Butir data:
* * * * *

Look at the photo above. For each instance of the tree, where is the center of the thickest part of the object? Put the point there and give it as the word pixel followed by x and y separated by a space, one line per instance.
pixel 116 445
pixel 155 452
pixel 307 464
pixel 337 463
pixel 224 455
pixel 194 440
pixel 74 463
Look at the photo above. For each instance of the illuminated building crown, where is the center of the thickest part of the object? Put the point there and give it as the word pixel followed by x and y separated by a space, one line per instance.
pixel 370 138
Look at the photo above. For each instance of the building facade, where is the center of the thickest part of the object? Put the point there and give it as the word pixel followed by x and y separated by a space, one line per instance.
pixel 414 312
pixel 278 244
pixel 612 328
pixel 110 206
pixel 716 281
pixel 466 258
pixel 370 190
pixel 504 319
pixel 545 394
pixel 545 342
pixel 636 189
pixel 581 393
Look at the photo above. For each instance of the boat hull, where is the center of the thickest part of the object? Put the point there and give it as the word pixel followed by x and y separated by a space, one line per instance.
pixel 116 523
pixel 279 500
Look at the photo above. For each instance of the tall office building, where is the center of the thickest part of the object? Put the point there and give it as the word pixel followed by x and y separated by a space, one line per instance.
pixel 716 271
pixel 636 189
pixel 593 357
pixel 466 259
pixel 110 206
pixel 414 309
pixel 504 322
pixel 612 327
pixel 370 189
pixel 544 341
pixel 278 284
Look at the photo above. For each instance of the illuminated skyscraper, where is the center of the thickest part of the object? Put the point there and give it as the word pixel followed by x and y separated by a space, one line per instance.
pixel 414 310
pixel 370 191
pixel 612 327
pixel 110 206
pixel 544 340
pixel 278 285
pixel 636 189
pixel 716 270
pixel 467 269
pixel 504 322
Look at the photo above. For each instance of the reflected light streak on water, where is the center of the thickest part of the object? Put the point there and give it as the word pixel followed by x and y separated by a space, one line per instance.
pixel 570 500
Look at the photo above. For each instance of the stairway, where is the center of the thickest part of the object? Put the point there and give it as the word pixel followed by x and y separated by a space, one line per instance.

* * * * *

• _Petunjuk Tugas_
Susun seluruh baris data di atas menjadi tabel Markdown dengan kolom Nomor dan Baris, tanpa menyertakan baris yang kosong.

• _Jawaban Latihan_
| Nomor | Baris |
|---|---|
| 1 | Look at the photo above. For each instance of the tree, where is the center of the thickest part of the object? Put the point there and give it as the word pixel followed by x and y separated by a space, one line per instance. |
| 2 | pixel 116 445 |
| 3 | pixel 155 452 |
| 4 | pixel 307 464 |
| 5 | pixel 337 463 |
| 6 | pixel 224 455 |
| 7 | pixel 194 440 |
| 8 | pixel 74 463 |
| 9 | Look at the photo above. For each instance of the illuminated building crown, where is the center of the thickest part of the object? Put the point there and give it as the word pixel followed by x and y separated by a space, one line per instance. |
| 10 | pixel 370 138 |
| 11 | Look at the photo above. For each instance of the building facade, where is the center of the thickest part of the object? Put the point there and give it as the word pixel followed by x and y separated by a space, one line per instance. |
| 12 | pixel 414 312 |
| 13 | pixel 278 244 |
| 14 | pixel 612 328 |
| 15 | pixel 110 206 |
| 16 | pixel 716 281 |
| 17 | pixel 466 258 |
| 18 | pixel 370 190 |
| 19 | pixel 504 319 |
| 20 | pixel 545 394 |
| 21 | pixel 545 342 |
| 22 | pixel 636 189 |
| 23 | pixel 581 393 |
| 24 | Look at the photo above. For each instance of the boat hull, where is the center of the thickest part of the object? Put the point there and give it as the word pixel followed by x and y separated by a space, one line per instance. |
| 25 | pixel 116 523 |
| 26 | pixel 279 500 |
| 27 | Look at the photo above. For each instance of the tall office building, where is the center of the thickest part of the object? Put the point there and give it as the word pixel followed by x and y separated by a space, one line per instance. |
| 28 | pixel 716 271 |
| 29 | pixel 636 189 |
| 30 | pixel 593 357 |
| 31 | pixel 466 259 |
| 32 | pixel 110 206 |
| 33 | pixel 414 309 |
| 34 | pixel 504 322 |
| 35 | pixel 612 327 |
| 36 | pixel 370 189 |
| 37 | pixel 544 341 |
| 38 | pixel 278 284 |
| 39 | Look at the photo above. For each instance of the illuminated skyscraper, where is the center of the thickest part of the object? Put the point there and give it as the word pixel followed by x and y separated by a space, one line per instance. |
| 40 | pixel 414 310 |
| 41 | pixel 370 191 |
| 42 | pixel 612 327 |
| 43 | pixel 110 206 |
| 44 | pixel 544 340 |
| 45 | pixel 278 285 |
| 46 | pixel 636 189 |
| 47 | pixel 716 270 |
| 48 | pixel 467 269 |
| 49 | pixel 504 322 |
| 50 | Look at the photo above. For each instance of the reflected light streak on water, where is the center of the thickest part of the object? Put the point there and give it as the word pixel followed by x and y separated by a space, one line per instance. |
| 51 | pixel 570 500 |
| 52 | Look at the photo above. For each instance of the stairway, where is the center of the thickest part of the object? Put the point there and give it as the word pixel followed by x and y separated by a space, one line per instance. |